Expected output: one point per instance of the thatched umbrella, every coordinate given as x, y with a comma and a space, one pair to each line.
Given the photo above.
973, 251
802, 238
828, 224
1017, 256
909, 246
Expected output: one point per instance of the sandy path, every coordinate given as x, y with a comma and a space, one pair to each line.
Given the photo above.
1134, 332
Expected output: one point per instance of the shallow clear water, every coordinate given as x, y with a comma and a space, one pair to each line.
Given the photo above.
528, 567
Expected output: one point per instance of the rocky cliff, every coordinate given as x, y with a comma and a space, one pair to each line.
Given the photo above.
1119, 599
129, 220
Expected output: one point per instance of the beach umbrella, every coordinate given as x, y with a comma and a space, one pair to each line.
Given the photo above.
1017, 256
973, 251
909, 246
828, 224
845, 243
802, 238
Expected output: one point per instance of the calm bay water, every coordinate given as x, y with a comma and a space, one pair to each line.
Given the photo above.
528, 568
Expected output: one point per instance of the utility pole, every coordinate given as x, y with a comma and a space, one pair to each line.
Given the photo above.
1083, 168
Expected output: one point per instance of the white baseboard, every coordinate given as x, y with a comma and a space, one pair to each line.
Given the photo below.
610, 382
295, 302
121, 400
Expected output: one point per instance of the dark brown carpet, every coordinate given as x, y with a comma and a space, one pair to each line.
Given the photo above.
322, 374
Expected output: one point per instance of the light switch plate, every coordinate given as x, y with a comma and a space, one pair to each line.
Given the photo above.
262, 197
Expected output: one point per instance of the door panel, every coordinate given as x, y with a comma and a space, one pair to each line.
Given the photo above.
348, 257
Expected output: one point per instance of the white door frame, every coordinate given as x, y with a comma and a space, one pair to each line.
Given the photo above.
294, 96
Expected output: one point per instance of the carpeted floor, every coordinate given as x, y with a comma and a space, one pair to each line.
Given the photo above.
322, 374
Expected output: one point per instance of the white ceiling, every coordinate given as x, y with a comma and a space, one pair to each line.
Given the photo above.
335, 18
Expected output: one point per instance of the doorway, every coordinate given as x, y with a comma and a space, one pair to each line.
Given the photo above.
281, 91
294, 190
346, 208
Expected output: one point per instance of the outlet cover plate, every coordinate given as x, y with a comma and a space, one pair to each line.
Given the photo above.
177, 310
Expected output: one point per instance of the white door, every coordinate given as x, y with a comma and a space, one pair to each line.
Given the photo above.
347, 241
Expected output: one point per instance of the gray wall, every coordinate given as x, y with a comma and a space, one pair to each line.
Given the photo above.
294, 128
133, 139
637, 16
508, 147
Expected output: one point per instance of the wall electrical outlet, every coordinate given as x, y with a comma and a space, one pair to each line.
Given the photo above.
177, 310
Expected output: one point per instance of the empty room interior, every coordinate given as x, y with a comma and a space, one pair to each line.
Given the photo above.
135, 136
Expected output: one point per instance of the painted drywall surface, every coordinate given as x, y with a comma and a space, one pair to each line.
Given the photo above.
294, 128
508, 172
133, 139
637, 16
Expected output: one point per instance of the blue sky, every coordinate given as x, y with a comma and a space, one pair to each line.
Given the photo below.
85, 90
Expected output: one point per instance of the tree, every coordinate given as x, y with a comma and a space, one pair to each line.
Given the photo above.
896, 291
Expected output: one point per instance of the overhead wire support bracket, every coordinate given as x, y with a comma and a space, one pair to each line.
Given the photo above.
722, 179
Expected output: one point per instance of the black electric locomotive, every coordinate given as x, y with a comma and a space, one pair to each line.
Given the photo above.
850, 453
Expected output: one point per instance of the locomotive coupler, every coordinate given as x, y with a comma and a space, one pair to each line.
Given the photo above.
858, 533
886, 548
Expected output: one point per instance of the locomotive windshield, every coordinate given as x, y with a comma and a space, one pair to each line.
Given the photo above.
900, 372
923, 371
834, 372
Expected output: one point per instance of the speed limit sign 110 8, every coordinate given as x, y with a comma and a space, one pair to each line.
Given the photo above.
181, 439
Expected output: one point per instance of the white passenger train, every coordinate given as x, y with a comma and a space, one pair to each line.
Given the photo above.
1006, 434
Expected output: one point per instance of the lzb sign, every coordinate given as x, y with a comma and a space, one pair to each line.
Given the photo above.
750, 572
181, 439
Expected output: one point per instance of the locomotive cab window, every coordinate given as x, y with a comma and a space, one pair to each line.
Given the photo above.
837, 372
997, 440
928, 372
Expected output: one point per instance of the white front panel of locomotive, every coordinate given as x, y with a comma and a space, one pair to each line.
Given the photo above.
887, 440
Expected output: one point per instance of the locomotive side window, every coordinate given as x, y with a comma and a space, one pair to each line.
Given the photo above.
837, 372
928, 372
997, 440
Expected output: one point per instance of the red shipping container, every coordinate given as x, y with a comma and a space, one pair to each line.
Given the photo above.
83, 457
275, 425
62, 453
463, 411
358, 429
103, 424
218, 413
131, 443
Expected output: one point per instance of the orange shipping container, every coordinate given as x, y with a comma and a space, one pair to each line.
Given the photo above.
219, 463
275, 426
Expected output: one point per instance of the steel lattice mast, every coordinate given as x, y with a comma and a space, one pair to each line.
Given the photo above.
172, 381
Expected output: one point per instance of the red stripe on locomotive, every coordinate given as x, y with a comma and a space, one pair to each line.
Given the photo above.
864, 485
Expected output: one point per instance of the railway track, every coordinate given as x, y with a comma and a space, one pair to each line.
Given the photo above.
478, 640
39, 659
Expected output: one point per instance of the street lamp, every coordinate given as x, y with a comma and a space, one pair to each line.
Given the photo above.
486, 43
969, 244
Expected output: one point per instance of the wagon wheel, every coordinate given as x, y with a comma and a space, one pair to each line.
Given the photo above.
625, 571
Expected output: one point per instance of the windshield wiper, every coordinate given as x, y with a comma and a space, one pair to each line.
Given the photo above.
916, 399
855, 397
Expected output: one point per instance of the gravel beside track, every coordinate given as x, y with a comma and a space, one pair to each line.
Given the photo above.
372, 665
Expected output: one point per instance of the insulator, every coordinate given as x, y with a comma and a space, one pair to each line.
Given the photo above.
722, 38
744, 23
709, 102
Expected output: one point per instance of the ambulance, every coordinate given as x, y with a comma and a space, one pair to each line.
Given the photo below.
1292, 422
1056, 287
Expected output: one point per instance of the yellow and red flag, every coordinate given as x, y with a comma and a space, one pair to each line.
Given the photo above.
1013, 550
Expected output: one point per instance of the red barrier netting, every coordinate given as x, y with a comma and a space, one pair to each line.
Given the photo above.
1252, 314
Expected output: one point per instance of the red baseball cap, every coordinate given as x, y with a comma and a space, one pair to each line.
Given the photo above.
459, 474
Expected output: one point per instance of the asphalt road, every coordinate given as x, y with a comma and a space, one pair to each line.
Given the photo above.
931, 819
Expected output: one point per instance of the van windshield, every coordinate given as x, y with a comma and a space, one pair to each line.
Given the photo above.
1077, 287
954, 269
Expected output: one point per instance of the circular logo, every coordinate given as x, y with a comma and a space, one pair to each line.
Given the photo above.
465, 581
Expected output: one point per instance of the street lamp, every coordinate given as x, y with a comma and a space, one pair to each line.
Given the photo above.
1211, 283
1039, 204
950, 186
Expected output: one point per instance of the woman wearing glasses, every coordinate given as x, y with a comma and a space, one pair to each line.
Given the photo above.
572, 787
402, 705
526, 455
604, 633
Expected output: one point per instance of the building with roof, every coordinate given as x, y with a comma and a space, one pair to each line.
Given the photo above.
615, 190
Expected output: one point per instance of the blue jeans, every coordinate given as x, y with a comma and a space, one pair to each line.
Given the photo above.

____________

- Exercise details -
Rewrite all the records above, swapping "instance" for "occurrence" everywhere it appears and leaving everything else the same.

- Exercise output -
Expected output: one point per occurrence of the thatched umbrella, every coordinate given as x, y with a comma and a space, one pair to each line.
Given the photo above.
973, 251
802, 238
828, 224
1017, 256
909, 246
Expected output: one point per occurrence of the sandy path, every coordinate given as x, y with a comma and a space, one pair to each line.
Given the photo above.
1134, 332
Expected output: one point per occurrence of the shallow clear water, every coordinate given as x, y with a comma and a space, one pair to each line.
Given the photo above.
528, 567
Expected output: one point per occurrence of the rocky cliff, every coordinate given as x, y with a comma and a space, one pair to each line.
Given the photo above.
1119, 599
129, 220
Expected output: one point per occurrence of the beach umbrella, every coordinate given as x, y with a comma and a space, one pair to each line.
Given the photo above.
1017, 256
973, 251
909, 246
828, 224
845, 243
802, 238
Expected output: one point per occurrence of the calm bay water, every coordinate given as x, y with a comma and a space, one pair to each line.
Given the photo above.
528, 568
Expected output: one point per occurrence of the utility pole, every coordinate given as x, y with a comma and a space, one pair to each line.
Given the photo above.
1083, 168
Expected output: one point per occurrence of the white baseboard, every coordinate given as x, y with a comma and a space, one pair to each line.
Given the photo below.
610, 382
295, 302
121, 400
Expected output: one point per occurrence of the dark brown carpet, every coordinate given as x, y with a comma and a space, one pair to each line.
Given the photo above.
322, 374
Expected output: one point per occurrence of the light switch plate, every coordinate given as x, y with a comma and a space, one pair to each line.
Given the photo above.
262, 197
Expected output: one point per occurrence of the door panel, every coordinate given as x, y with a comma and a space, one pair to each line.
Given the photo above.
348, 257
Expected output: one point per occurrence of the white door frame, every coordinate given as x, y with a comma and a space, one pair to each line.
Given the photo above.
294, 96
Expected output: one point per occurrence of the carpeted floor, every coordinate given as x, y with a comma and a space, one pair to each line.
Given the photo above.
322, 374
Expected output: one point per occurrence of the white ceiling, every coordinate given as x, y with a comma and a space, one pair to each line.
Given the photo above.
335, 18
Expected output: one point per occurrence of the doorway, every coordinate given as x, y with a comma and a space, one pair to each line.
Given the photo above.
281, 91
294, 190
346, 208
Expected output: one point per occurrence of the outlet cover plate, every coordinate given as x, y with a comma and a space, one pair to each line.
Given the photo above.
177, 310
Expected output: one point per occurrence of the white door, every coordinate given as x, y with a comma and a space, one pair to each line.
Given the photo above.
347, 241
Expected output: one point per occurrence of the gray wall, every coordinate given as x, y with a comma and a space, one pair to each line.
Given the photo above.
294, 128
133, 139
637, 16
508, 147
Expected output: one point per occurrence of the wall electrical outlet, every coordinate given as x, y with a comma and a space, one pair to each line.
Given the photo above.
177, 310
Expected output: one point per occurrence of the empty room interior, every coordinate given as x, y with a comma and a space, one pair to each line.
Given the photo above.
135, 136
Expected output: one point per occurrence of the painted drywall surface, every coordinate given as x, y with a comma and a space, one pair to each line.
Given the photo above.
294, 128
508, 172
133, 139
637, 16
Expected output: one point per occurrence of the blue sky, every coordinate given as x, y with a comma and a space, one pair to each line.
Given the photo below.
85, 90
Expected output: one point per occurrence of the tree, every coordinate given as x, y with a comma and a space, one pair to each line.
Given the photo above.
896, 291
Expected output: one point per occurrence of the overhead wire support bracket, every coordinate given as x, y with a comma and a space, one pair to each line.
Given the photo above.
722, 179
Expected output: one point per occurrence of the black electric locomotive, every coordinate given as x, y with a comma and a space, one pair to each line.
Given the photo above.
850, 453
Expected output: one point per occurrence of the locomotive coupler, every coordinate given as x, y with a comma and a space, one pair to each line.
Given the photo above.
858, 533
886, 548
Expected output: one point per occurrence of the locomotive windshield, every coordinate given as x, y with a comma and a space, one pair to each line.
Given the photo above.
900, 372
923, 371
834, 372
Expected output: one point per occurrence of the speed limit sign 110 8, every coordinate given as x, y with a comma and a space, one pair to each line.
Given the photo above.
181, 439
Expected output: one point per occurrence of the white passenger train, every coordinate given as x, y with a comma and a space, one pair to each line.
Given the photo above.
1006, 434
Expected output: one point per occurrence of the lzb sign, every coordinate given as x, y with a comma and a space, one pair to each line.
Given the photo above.
750, 572
181, 439
Expected output: one point per occurrence of the locomotive cab window, every coordinate given as x, y with a comma and a space, one pair to each line.
Given the photo above.
837, 372
997, 440
928, 372
Expected output: one point per occurrence of the white front panel of locomotive, every coordinate given as x, y with a comma and a space, one pair to each line.
Given the photo above.
887, 440
Expected output: one point per occurrence of the locomotive side window, every coordinate given as x, y with a comma and a space, one pair to each line.
Given the photo above.
837, 372
928, 372
997, 440
Expected output: one point per occurrence of the red shipping container, every coordinate given as x, y with a comma and a space, one pair to each line.
Given the photo above.
83, 457
275, 425
62, 453
463, 411
358, 429
103, 424
218, 413
131, 443
Expected output: one point per occurrence of the orange shipping container, every coordinate given as x, y with a comma and a space, one pair to each line.
Given the photo above.
219, 463
275, 426
Expected output: one point per occurrence of the steel lattice mast, every coordinate given as x, y with a comma and a space, one pair to each line.
Given the photo above.
172, 381
Expected output: one point per occurrence of the red stripe on locomotive, every coordinate given as x, y with a comma and a space, one pair to each line.
Given the photo above.
864, 485
Expected output: one point per occurrence of the railway track, every coordinate given as x, y with a comma and a space, one pair to each line.
Given the photo above.
478, 640
39, 659
Expected output: one point per occurrence of the street lamp, every coordinate given as x, y with a comma and a space, one pair to each line.
Given the photo above.
486, 43
969, 244
Expected output: one point per occurrence of the wagon wheel, every coordinate given as x, y with a comma and a space, one pair to each line.
Given the photo above.
625, 571
Expected output: one point per occurrence of the windshield wiper, every coordinate given as x, y with a comma and a space, one pair to each line.
Given the photo above.
916, 399
855, 397
Expected output: one point per occurrence of the gravel beside track, every coordinate given as x, y with a comma and a space, one pair to each line.
Given the photo above.
372, 665
Expected output: one point per occurrence of the insulator, every coordinate given as x, y with a comma and a space, one pair to each line.
Given the photo above.
722, 38
744, 23
709, 102
Expected output: one point per occurrence of the ambulance, every coordinate given as x, y with a comma and a space, one pair to each line.
Given the photo below.
1292, 422
1056, 287
Expected output: one point per occurrence of the yellow and red flag, every coordinate given as x, y with a comma and a space, one pair to each line.
Given the photo above.
1013, 550
Expected output: one point per occurrence of the red barrier netting, every coordinate given as x, y with a comma and a space, one pair to each line.
Given the photo above.
1252, 314
Expected output: one point per occurrence of the red baseball cap, every coordinate given as x, y with a comma and a space, one pair to each line.
Given the photo above.
459, 474
Expected output: one point per occurrence of the asphalt road, every coordinate given as x, y with a comma and a space, one pair to each line.
Given the photo above.
931, 819
Expected output: one point per occurrence of the van windshield, every coordinate given as x, y with a comma and a space, one pair to each line.
Given the photo above.
1077, 287
954, 269
Expected output: one point per occurrence of the circular logo, every coordinate given as x, y with a comma and a space, one pair to each line.
Given the photo above.
465, 581
Expected output: one point per occurrence of the street lamp, every coordinate given as x, y with a comma and a space, one pair to each line.
Given the photo above.
1211, 283
1039, 204
950, 186
Expected output: one point per occurrence of the woman wearing glasses, every coordinate given as x, y with a comma and a space, one pair to each line.
Given the photo above.
572, 787
402, 705
526, 455
604, 633
Expected output: one point per occurrence of the building with roof, every coordinate given as x, y with a comma and a space, one pair to each line.
Given the photo above.
615, 190
Expected output: one point per occurrence of the blue jeans, every coordinate given as x, y with a comma and a space, one pair to each line.
Given the photo above.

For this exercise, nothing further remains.